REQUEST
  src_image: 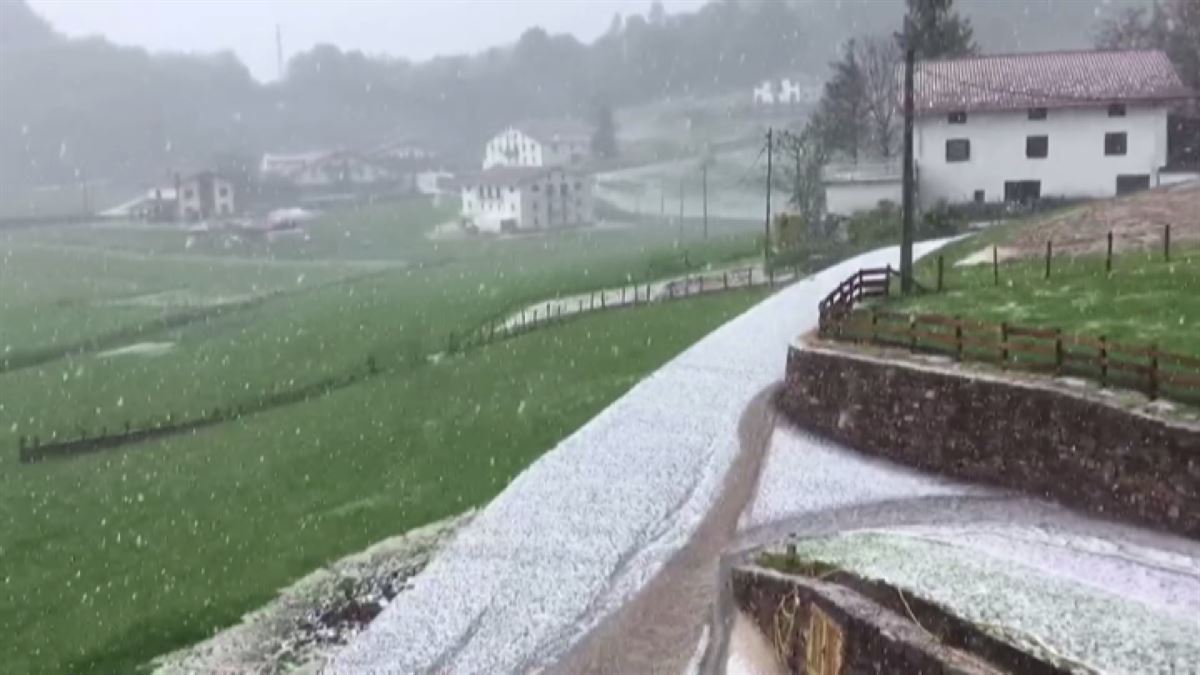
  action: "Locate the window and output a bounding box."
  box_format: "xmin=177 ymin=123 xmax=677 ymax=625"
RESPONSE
xmin=1004 ymin=180 xmax=1042 ymax=204
xmin=946 ymin=138 xmax=971 ymax=162
xmin=1117 ymin=173 xmax=1150 ymax=195
xmin=1025 ymin=136 xmax=1050 ymax=160
xmin=1104 ymin=131 xmax=1128 ymax=156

> **Work required**:
Rewrite all of the lines above, requests included, and scale every bounding-box coordinate in the answers by 1.15, rounding to whole numbers with halves going up. Leave the pictures out of your answer.

> **Answer for the task**:
REQUEST
  src_image: 
  action: "Locate the window and output a bounding box."
  box_format: "xmin=177 ymin=123 xmax=677 ymax=625"
RESPONSE
xmin=1155 ymin=207 xmax=1198 ymax=235
xmin=1088 ymin=159 xmax=1117 ymax=186
xmin=1285 ymin=199 xmax=1323 ymax=224
xmin=1179 ymin=156 xmax=1208 ymax=184
xmin=1270 ymin=151 xmax=1297 ymax=179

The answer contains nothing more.